• Requirement A:
In the text about being asked questions about one's job, why does the writer say the FAQ was written?
• Requirement B:
Extend the text about being asked questions about one's job, starting after its last sentence.

• Exercise text:
◆ ◆ ◆ ◆

So that was ranty. Please don’t take things too personally. But I’m tired, hungry, and under-employed. And yes, these questions are usually well-meaning, but I’m trying very hard to avoid Funks, and the littlest thing can sometimes set me off. With the amount of sleep I’ve been able to get lately, my mood can be a precarious thing. And since I’m too polite to get annoyed in person, I’ve written this FAQ. I guess what I’m trying to say is:
Thank you for your concern. No news is no news. If I have good news, I will be sure to share it.
First of all, I’m sorry for being one of those people asking those questions. I get horrendously annoyed by similar questions too, and I’m realizing just how easy it is to be a pest when you’re well-intentioned. I know everyone is just curious and wants to know if everything is okay, but really, situations usually don’t change that quickly. “My job is just as blah as it was a week ago, Mom.” “No, my job still has nothing to do with [subject here], Grandpa.”
I think what’s smallest comfort to anyone is “At least you have a job.” That phrase really is one of the most thinly-veiled guilt trip ploys possible; we’re told constantly we should find a job we love and not settle for less, but for most of us, the job we’d love is out of reach, or we don’t even know what that job is. In the meantime, we find ourselves in jobs that drain us of our passion and drive, and we’re supposed to be thankful, no matter what that job is. Mixed messages, much?
Don’t sweat it, man; I’m just as guilty of asking questions like this myself. I think it’s a result of being genuinely concerned for your friends’ well-being.
I think you hit the nail on head in terms of the guilt trip associated with “at least you have a job,” as well as the inherent double standard. The reality is, there just isn’t much out there for people of our generation. Old methods don’t work, but we’re still taught to rely on them by (again) people with nothing but the best of intentions. So buck up: we’re all in this together. At least you can go stab your friends tonight.

◆ ◆ ◆ ◆

• Supplied information:

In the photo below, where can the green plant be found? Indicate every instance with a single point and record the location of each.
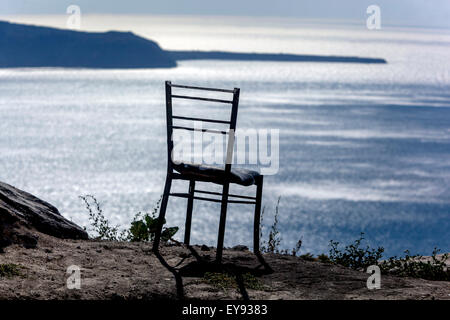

◆ ◆ ◆ ◆

• Answer section A:
The writer is too polite to get annoyed in person.

• Answer section B:
My dear, sweet son, thanks for sharing (ok…ranting), which is therapeutic in itself. Do I get a few points for not calling you every week and asking those annoying questions? I admit that sometimes I do ask, but I’m really sensitive to these topics because I’ve been where you are… heck, I’m still there, and I KNOW that job hunting in this dismal economy is beyond frustrating and disheartening, especially for smart, hard-working, multi-talented people. .When I connect with you, I try to ask you about the good aspects of your life: Beth, SCA fighting, fencing, etc. I may be 4000+ miles away (for now) but I’m here whenever you need to talk or commiserate on the challenges of finding appropriate, passionate, prosperous employment. I love you!!
PS: I’m moving back to the USA in about 2 weeks… so it’s back to full-time job hunting for me. UGH! Maybe Costco will hire a 51 year old woman with a doctorate degree?? Larry will join me in the Tri-Cities area of Eastern Washington around the first of the year. I’ll send you a real email soon.
I’ve found that the head-hunting organizations have really helped me. They’ve been able to highlight experiences and skills that I assumed were typical, or mundane, and leverage those to my advantage. I’ve also been able to get my foot in the door to most places that ordinarily wouldn’t have considered me. There are these types of organizations for almost every career path. I cannot recommend a specific one, but they can be useful. FWIW.